◆ Work to complete
Can you repeat these lines with each "Quick question" substituted by "Brief question", leaving everything else unchanged?

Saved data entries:

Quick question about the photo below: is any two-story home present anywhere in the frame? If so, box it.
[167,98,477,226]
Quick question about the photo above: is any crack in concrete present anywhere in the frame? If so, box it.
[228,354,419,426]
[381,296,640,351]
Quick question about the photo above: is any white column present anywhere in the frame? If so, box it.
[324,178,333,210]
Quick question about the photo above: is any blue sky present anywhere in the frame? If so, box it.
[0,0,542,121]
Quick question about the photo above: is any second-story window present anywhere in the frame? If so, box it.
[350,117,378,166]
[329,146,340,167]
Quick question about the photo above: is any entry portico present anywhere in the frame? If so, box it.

◆ Exercise result
Brief question about the photo below: is any two-story home present anywhere in the frame? If so, box it.
[167,98,477,226]
Brief question about the photo above: is any crack in concrete present anywhere in the frame? If so, box it.
[228,354,419,426]
[381,296,640,351]
Brief question about the photo above: is any white column present anywhere in the frame? If so, box it.
[324,178,333,210]
Brief question about the photo above: is any blue sky present anywhere in the frame? If so, box it.
[0,0,542,121]
Brief question about the photo above: is any second-story window present anywhere in the frame? If so, box it.
[350,117,378,166]
[329,146,340,167]
Brief question about the photo above: is any entry portico present anywhere in the frame? If so, box it.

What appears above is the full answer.